Source passage:
______________________________

But what about the claim that the *nominal intent* of an interlocutor is bullshit? For example, is the mathematician *really* interested in discovering truth – or are they more interested in bolstering their reputation, producing another paper, finding an algebraic conduit for domestic frustrations, etc. Humans are complex and multifaceted – can we say anything with confidence? As demonstrated by the institution of judicial due process, our insights into intentions are often unreliable - and though we may feel cynical about intentions, failures to reach common ground always captivate us more than successes (and the presumption of ill-intent is often all-too-convenient).

______________________________

Supplied information:
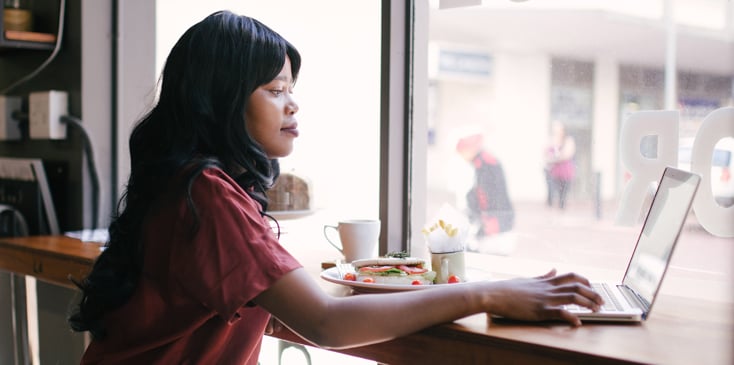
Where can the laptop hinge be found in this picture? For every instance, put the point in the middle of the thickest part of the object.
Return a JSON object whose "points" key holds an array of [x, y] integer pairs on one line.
{"points": [[634, 298]]}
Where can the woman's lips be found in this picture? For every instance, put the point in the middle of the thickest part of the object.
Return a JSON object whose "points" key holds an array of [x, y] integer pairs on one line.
{"points": [[292, 130]]}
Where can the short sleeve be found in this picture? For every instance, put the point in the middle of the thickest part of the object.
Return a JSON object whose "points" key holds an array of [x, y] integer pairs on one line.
{"points": [[234, 255]]}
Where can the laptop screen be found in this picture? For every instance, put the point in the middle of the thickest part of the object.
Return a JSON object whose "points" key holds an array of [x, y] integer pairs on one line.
{"points": [[660, 232]]}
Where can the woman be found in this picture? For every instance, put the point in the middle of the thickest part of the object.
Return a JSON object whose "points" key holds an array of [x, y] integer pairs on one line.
{"points": [[560, 167], [192, 271]]}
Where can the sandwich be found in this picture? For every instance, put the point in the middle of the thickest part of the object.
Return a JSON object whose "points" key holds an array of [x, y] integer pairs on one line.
{"points": [[393, 271]]}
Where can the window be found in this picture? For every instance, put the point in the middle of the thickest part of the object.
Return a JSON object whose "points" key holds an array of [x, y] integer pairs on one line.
{"points": [[500, 74]]}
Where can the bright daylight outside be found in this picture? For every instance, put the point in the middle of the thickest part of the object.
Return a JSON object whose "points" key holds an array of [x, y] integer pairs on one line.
{"points": [[527, 145]]}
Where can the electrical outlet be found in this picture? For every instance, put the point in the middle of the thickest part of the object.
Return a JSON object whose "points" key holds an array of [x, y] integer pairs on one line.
{"points": [[45, 110], [9, 127]]}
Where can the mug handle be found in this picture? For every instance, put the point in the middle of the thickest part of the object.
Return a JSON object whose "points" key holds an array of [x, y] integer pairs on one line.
{"points": [[445, 268], [326, 235]]}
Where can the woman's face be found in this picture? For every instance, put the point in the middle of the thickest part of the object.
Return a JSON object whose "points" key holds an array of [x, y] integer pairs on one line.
{"points": [[271, 113]]}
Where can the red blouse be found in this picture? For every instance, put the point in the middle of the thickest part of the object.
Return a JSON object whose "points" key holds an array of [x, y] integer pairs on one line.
{"points": [[191, 304]]}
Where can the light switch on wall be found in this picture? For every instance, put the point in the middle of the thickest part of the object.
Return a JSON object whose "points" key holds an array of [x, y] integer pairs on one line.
{"points": [[45, 109]]}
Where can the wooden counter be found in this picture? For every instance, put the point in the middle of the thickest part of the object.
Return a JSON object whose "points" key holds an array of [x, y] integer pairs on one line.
{"points": [[679, 331]]}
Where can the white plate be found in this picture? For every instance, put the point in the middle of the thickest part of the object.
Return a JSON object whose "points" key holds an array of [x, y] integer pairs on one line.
{"points": [[332, 275]]}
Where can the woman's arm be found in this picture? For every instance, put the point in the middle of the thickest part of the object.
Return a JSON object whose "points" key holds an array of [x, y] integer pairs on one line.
{"points": [[340, 322]]}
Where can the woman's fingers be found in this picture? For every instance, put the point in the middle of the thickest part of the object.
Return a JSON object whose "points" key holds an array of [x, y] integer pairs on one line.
{"points": [[548, 275]]}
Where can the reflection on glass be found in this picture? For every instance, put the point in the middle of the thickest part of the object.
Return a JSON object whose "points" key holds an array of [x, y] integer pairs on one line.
{"points": [[588, 65]]}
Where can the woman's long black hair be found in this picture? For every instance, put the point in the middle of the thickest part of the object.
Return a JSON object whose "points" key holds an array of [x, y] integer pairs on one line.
{"points": [[199, 121]]}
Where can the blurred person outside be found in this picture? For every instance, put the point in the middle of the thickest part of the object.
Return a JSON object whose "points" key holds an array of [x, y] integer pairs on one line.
{"points": [[490, 209], [560, 167]]}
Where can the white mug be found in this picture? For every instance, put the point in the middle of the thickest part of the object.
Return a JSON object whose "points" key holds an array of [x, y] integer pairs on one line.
{"points": [[447, 264], [358, 238]]}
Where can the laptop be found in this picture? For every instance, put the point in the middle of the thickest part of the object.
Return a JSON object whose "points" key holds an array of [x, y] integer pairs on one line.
{"points": [[632, 300]]}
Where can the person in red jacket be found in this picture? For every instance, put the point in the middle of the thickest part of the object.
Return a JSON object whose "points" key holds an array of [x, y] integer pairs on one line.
{"points": [[488, 201], [193, 273]]}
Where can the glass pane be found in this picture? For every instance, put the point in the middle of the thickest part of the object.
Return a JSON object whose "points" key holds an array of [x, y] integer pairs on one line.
{"points": [[506, 77]]}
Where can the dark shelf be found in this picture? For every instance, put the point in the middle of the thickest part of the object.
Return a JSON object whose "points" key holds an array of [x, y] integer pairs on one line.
{"points": [[37, 40]]}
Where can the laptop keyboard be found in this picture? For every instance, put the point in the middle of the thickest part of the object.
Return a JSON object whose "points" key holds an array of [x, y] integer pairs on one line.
{"points": [[610, 301]]}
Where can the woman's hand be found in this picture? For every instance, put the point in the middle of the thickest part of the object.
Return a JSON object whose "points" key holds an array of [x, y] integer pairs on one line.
{"points": [[542, 298]]}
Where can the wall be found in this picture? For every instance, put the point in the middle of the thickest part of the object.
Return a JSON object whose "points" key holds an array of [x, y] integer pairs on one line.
{"points": [[83, 67]]}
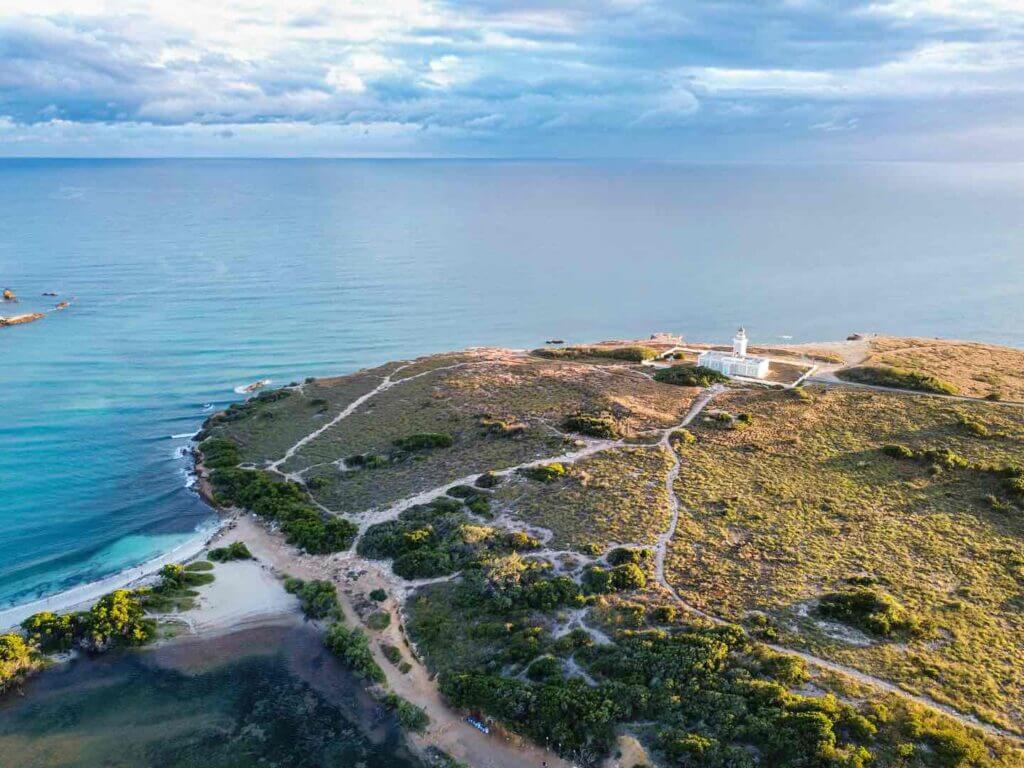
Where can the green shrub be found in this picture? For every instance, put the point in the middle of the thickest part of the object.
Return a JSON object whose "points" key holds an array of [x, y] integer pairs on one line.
{"points": [[462, 492], [602, 425], [689, 376], [488, 480], [897, 378], [630, 353], [16, 660], [665, 614], [423, 441], [545, 669], [623, 555], [897, 452], [870, 609], [478, 505], [410, 716], [318, 599], [684, 436], [303, 525], [233, 551], [366, 461], [117, 619], [545, 472], [352, 647], [52, 633], [219, 453]]}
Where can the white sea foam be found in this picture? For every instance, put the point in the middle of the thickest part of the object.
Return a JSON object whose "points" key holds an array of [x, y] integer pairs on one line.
{"points": [[250, 388], [87, 593]]}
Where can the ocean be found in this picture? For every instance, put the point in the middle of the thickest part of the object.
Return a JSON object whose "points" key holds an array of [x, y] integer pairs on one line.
{"points": [[188, 279]]}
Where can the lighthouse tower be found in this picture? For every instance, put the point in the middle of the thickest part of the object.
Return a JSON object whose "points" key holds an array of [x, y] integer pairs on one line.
{"points": [[739, 343]]}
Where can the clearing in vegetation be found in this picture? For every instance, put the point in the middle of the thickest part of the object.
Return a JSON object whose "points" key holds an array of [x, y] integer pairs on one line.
{"points": [[811, 499]]}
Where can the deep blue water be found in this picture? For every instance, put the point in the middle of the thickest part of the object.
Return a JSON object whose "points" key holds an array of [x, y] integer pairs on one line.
{"points": [[190, 278]]}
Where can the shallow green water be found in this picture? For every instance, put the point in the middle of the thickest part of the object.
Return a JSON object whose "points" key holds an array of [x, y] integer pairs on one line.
{"points": [[244, 700]]}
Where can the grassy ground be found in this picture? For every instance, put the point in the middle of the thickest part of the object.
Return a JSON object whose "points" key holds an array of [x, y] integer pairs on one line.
{"points": [[976, 370], [524, 397], [783, 510], [614, 497], [266, 431]]}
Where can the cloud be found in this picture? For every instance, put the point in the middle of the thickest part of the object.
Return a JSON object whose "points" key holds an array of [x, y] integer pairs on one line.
{"points": [[502, 77]]}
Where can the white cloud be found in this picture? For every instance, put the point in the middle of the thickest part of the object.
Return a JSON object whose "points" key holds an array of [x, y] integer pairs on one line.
{"points": [[934, 70]]}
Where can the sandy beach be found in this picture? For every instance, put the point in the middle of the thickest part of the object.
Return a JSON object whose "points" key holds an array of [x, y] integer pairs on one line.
{"points": [[354, 578]]}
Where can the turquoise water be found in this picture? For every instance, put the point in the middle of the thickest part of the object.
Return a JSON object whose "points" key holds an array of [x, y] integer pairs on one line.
{"points": [[192, 278]]}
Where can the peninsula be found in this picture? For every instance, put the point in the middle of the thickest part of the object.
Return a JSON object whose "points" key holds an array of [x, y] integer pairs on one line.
{"points": [[608, 553]]}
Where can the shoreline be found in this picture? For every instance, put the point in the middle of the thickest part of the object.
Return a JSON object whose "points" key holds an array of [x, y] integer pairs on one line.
{"points": [[88, 593]]}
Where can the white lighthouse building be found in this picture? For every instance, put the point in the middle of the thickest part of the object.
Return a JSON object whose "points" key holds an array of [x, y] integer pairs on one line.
{"points": [[736, 363]]}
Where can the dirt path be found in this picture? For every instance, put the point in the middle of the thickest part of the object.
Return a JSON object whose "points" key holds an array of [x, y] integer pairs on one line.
{"points": [[823, 664], [354, 579], [450, 731]]}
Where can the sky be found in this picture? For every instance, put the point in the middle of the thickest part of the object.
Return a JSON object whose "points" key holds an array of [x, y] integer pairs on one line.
{"points": [[709, 81]]}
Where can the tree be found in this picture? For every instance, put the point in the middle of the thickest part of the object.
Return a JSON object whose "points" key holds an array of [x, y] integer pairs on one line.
{"points": [[16, 659]]}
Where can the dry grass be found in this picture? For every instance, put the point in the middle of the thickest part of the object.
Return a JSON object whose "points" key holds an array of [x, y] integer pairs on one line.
{"points": [[534, 393], [783, 510], [614, 497], [266, 433], [976, 370]]}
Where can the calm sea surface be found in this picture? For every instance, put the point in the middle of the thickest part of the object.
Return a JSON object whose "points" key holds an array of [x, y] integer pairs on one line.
{"points": [[193, 278]]}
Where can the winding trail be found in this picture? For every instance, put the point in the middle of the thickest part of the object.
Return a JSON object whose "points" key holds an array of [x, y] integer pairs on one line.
{"points": [[822, 664], [596, 445]]}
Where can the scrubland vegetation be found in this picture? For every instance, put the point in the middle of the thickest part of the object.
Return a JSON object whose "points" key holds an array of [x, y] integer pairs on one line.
{"points": [[879, 530], [627, 353], [975, 370], [287, 504], [613, 497], [842, 489], [899, 378]]}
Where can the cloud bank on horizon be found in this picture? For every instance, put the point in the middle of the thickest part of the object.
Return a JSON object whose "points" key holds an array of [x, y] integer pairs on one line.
{"points": [[690, 80]]}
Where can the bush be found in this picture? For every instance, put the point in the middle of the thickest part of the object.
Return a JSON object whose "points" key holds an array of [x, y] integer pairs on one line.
{"points": [[597, 581], [16, 660], [870, 609], [684, 436], [545, 669], [318, 599], [352, 647], [595, 426], [623, 555], [665, 614], [545, 472], [117, 619], [462, 492], [219, 453], [52, 633], [478, 505], [423, 441], [233, 551], [897, 378], [488, 480], [897, 452], [689, 376], [303, 525]]}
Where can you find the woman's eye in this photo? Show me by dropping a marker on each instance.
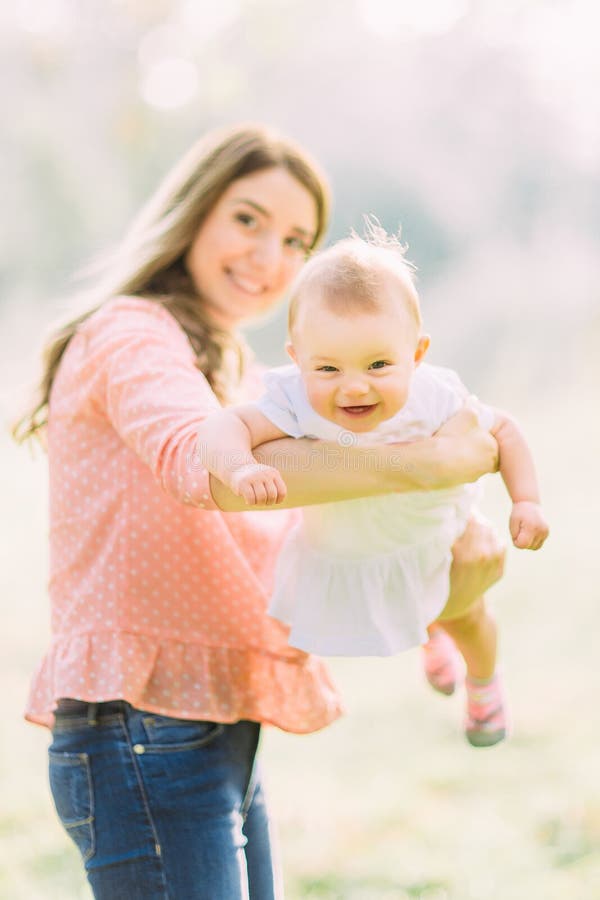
(297, 243)
(246, 219)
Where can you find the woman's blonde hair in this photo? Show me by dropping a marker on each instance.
(150, 261)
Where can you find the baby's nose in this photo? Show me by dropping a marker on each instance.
(356, 388)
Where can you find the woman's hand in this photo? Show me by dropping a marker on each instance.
(477, 563)
(466, 450)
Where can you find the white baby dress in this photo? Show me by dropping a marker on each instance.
(365, 577)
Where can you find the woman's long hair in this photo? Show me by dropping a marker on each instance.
(150, 261)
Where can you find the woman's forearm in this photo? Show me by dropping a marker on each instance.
(320, 472)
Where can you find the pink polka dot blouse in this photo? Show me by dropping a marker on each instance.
(157, 597)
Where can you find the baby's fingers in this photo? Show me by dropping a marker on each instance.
(269, 490)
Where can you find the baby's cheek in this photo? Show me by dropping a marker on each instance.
(321, 399)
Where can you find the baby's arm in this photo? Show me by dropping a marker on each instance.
(224, 447)
(528, 528)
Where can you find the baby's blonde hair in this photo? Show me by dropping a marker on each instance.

______________________________

Task directions:
Please answer these questions about the passage on nominal intent, one answer per line:
1. Besides discovering truth, what motives does the passage suggest a mathematician might have?
2. Which institution does it cite to show that our insights into intentions are often unreliable?
3. What does it say always captivates us more than successes?

Worked answer:
1. Bolstering their reputation, producing another paper, and finding an algebraic conduit for domestic frustrations.
2. Judicial due process.
3. Failures to reach common ground.